Work instructions:
Copy every one of the lines below word for word, leaving the pictures out of your answer.

Entries pointing to named objects:
══════════════════════════════

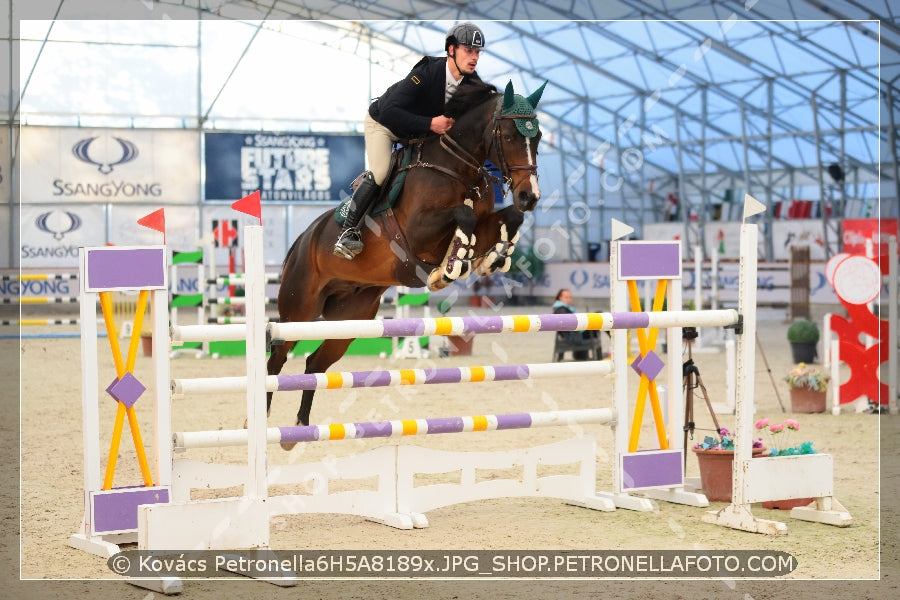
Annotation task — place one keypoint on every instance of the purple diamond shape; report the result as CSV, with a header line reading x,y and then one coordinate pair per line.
x,y
126,390
636,364
651,365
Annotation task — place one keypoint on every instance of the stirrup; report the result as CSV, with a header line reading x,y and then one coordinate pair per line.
x,y
348,244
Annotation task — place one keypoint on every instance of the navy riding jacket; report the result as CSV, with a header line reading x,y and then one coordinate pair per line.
x,y
407,107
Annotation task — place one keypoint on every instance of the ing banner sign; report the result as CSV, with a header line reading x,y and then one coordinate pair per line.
x,y
286,167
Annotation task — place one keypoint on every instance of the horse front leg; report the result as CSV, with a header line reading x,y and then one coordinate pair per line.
x,y
503,228
457,263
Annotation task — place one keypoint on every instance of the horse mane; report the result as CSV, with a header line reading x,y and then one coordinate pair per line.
x,y
469,95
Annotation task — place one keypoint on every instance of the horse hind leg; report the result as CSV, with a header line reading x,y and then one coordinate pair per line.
x,y
366,303
277,357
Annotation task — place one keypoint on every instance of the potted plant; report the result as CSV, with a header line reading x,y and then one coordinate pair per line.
x,y
782,442
803,335
715,457
808,387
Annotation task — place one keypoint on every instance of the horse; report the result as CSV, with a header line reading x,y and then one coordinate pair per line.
x,y
441,228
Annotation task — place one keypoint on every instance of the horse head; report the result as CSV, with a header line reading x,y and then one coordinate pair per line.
x,y
516,137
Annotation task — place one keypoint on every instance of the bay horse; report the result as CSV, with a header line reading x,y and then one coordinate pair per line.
x,y
441,228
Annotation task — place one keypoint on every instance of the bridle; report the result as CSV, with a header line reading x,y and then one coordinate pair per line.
x,y
492,135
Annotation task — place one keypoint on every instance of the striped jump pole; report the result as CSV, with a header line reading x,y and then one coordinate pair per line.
x,y
40,277
397,428
395,377
318,330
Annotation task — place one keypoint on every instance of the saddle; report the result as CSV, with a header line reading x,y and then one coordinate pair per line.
x,y
401,158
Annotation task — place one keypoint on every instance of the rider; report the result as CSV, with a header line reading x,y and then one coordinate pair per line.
x,y
410,108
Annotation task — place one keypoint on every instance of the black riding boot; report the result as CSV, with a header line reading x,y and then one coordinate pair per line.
x,y
349,244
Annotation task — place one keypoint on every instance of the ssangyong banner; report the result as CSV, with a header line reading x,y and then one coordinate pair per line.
x,y
287,167
68,164
52,234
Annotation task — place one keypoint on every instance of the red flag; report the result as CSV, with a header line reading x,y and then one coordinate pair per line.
x,y
249,205
155,220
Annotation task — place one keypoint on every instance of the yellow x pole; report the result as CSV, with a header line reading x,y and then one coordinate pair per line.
x,y
122,368
647,342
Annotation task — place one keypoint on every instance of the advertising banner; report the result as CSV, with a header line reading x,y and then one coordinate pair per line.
x,y
69,164
52,234
287,167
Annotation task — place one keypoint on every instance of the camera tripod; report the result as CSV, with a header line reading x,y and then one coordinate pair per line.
x,y
691,380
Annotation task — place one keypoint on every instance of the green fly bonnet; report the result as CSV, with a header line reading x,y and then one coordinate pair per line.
x,y
514,104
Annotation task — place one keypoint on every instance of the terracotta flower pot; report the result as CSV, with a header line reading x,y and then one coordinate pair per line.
x,y
805,400
715,472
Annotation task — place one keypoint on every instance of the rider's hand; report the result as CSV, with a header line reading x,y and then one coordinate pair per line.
x,y
440,124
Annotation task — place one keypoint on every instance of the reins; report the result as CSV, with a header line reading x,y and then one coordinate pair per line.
x,y
454,149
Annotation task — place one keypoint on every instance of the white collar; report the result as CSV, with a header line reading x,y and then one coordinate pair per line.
x,y
450,79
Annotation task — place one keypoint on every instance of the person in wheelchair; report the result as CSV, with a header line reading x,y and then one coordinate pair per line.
x,y
581,343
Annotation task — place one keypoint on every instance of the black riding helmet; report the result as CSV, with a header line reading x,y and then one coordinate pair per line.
x,y
464,34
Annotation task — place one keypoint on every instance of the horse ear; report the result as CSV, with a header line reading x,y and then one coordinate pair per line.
x,y
508,97
535,97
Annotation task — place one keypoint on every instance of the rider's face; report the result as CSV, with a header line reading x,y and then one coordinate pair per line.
x,y
466,59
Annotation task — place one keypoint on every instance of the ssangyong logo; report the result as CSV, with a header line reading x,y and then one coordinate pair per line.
x,y
106,154
58,223
82,151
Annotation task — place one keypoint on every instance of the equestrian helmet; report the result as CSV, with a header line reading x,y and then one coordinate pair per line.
x,y
464,34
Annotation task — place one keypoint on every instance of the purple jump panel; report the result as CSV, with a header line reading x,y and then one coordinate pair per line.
x,y
649,260
115,511
125,268
655,468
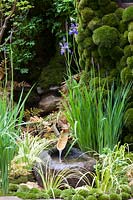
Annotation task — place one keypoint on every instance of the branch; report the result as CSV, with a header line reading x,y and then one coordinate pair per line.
x,y
2,30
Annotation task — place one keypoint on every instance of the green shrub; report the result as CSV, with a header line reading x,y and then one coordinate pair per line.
x,y
130,37
116,53
94,23
128,50
105,36
103,2
114,196
128,14
128,119
110,20
119,12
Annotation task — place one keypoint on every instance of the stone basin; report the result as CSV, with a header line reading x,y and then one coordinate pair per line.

══════════════════════════════

Complete answer:
Annotation task — place one keypoint on every instance of the purple diamond shape; report the result as CSV, with a header line reading x,y and then one coordinate pair per line.
x,y
126,390
636,364
651,365
Annotation task — place one keypoint on every instance of the stirrup; report the result as CSV, with a header line reading x,y and then one coordinate pair per line.
x,y
348,244
Annotation task — place one keypoint on every instance of the navy riding jacket; report the result as CSV, with a header line reading x,y and then one coordinate pair per line.
x,y
407,107
Annotation task — place one keypoint on every instance of the ing banner sign; report the result as CSV, with a header line reading x,y and then one coordinate pair per line.
x,y
286,167
Annotation task — place one keypoint on every instance of the horse front leg; report the result as CSV, with a header line reading x,y and then one coordinate pair per line.
x,y
503,228
457,263
Annotation task — place one keypoint on every instance of the horse mane; report the result as CSV, with a header line reading x,y and then one coordinate pair per line.
x,y
469,95
Annotation task — place one keypoint on every instance of the horse hind leg; report the result as CSV, with a header line reading x,y and then one coordinate pair per line.
x,y
366,303
277,357
Annotation task — place one keypoint on every instance of the potted plant; report the result as CSV, with a header line reading x,y and then one coordinate pair per line.
x,y
782,442
803,335
715,457
808,387
Annotation task — place one keypoint on every instance of the horse; report the result as CSV, with a header line reading x,y and then one coordinate pair per line.
x,y
441,228
Annotation task — place one keypoint on every instance of the horse head; report the result as CSV, with a header line reading x,y and then one coordinate pair per line.
x,y
516,137
Annotation task — place one keypoint on every instance of the bay horse; report the result as CSV, with a header line reading x,y and then one coordinate pair per line.
x,y
441,228
Annotation task — place one keypoint on every instance of the bridle; report the result as CSV, with a header line reading x,y and then one coordinate pair per line.
x,y
492,135
Annotation task — place one keypoint on every instance of the striped jump pole; report the result as CSV, with a header line reading x,y and then one coordinate pair per line.
x,y
40,277
397,428
395,377
318,330
Annotation task — place one keypoint on every instance of the saddle; report the result as CSV, with a header line reading x,y and then one coordinate pair per line.
x,y
401,158
Annotation task — place one keypoint on every instance of the rider; report the result as CSV, with a header line reading x,y and then one coordinate pair per line.
x,y
410,108
Annotation task — place one keypoint on every instance of the black riding boot; report the result as CSV, with a header line reading x,y and then one coordinate pair per line.
x,y
349,244
Annotation task — place one keypoint on every instance of the ssangyong banner; report the result as CSV, with a header line reading x,y and then one coordinate pair per line.
x,y
287,167
68,164
52,234
Annotation task — place one keypoint on every instance of the red flag; report the result as CSV, with a header line reading x,y and then one coordinate pair per line.
x,y
249,205
155,220
Annotation task — place one keypoint on every instance of the yellow x pole; report the result as CSV, with a header line reading x,y and then one coordinate pair per line.
x,y
122,368
647,342
Annotation task — place one keypoint on every instance of the advertising banner; report the result as CSV, with a header line reading x,y and then one coordinate pair per line.
x,y
69,164
52,234
287,167
Annotation task — place one keypoint on every instance of the camera tripod; report the result as CSV, with a header line reading x,y and then one coordinate pair per line.
x,y
691,380
Annotation task — place one keypoint on every instance of the green fly bonnet; report the result as CSV, with a header line reading x,y and then one coordinate pair per line.
x,y
514,104
Annotation task — place one keypoint on every instance of the terracotta flower pot; report the result as CSV, with a header line reading x,y and then one coordinate pair per line.
x,y
805,400
715,472
Annotation task — place one keypoint on every instance of the rider's hand; report the result as CSV, with a header line reading x,y and then one coordinate pair per line.
x,y
440,124
Annotation task — place one keypoint on every instance of the reins; report the result as CSV, with a header line reading x,y and then one coordinate pair per line.
x,y
454,149
Annotation task — place one keypoint on every instance of the white collar; report the result as CSV, with a header line reading x,y and then one coordinate pair per line.
x,y
450,79
Annotation task — place one keypoint on every instance of the person in wheelchair; report the result as CSV, with a header line reading x,y and then one coordinate pair per line.
x,y
581,343
Annotation task — place one keypoint on every instance of the black riding helmet; report the result as CSV, with a header line reading x,y and then one coordinate pair per line.
x,y
464,34
Annotation task — place one keypoint on every instance of the horse ear; report the result as CSV, with a header line reading x,y and then one coordinate pair per line.
x,y
508,97
535,97
Annotation task — place one keypoint on every instance of the rider's face; report the result as CSV, with a header line reading x,y and then one coordinate pair per line.
x,y
466,59
Annotation task — place one keypoint on every instance of the ssangyong logo; report the result as CSV, with a header line reading x,y and then one coordinate pair per line.
x,y
106,154
58,223
82,151
Annotation task — place one keypoint on every instance of the equestrian helmet; report the result as CSV, with a header line reading x,y and then one coordinate pair per line.
x,y
464,34
Annotation task — place one keypoint on every instance of the purple jump panel; report the result as CSV, with a header line reading x,y and then one coordinate pair per line.
x,y
649,260
115,511
125,268
655,468
Annotation task — place one keypoint on every instance of the branch; report the result as CSV, with a header line reading x,y and then one coordinate pair per line.
x,y
2,30
Annotation task — place one keypoint on every instance of the green shrub; report the result as CSV, with a header line reading x,y and then one coordinate pair per line.
x,y
130,37
116,53
94,23
128,50
105,36
103,2
114,196
128,14
128,119
110,20
119,12
Annotation task — place one keypoint on every instance of the stone basin; report the result as CSV, with a header line reading x,y and then one coordinate pair per line.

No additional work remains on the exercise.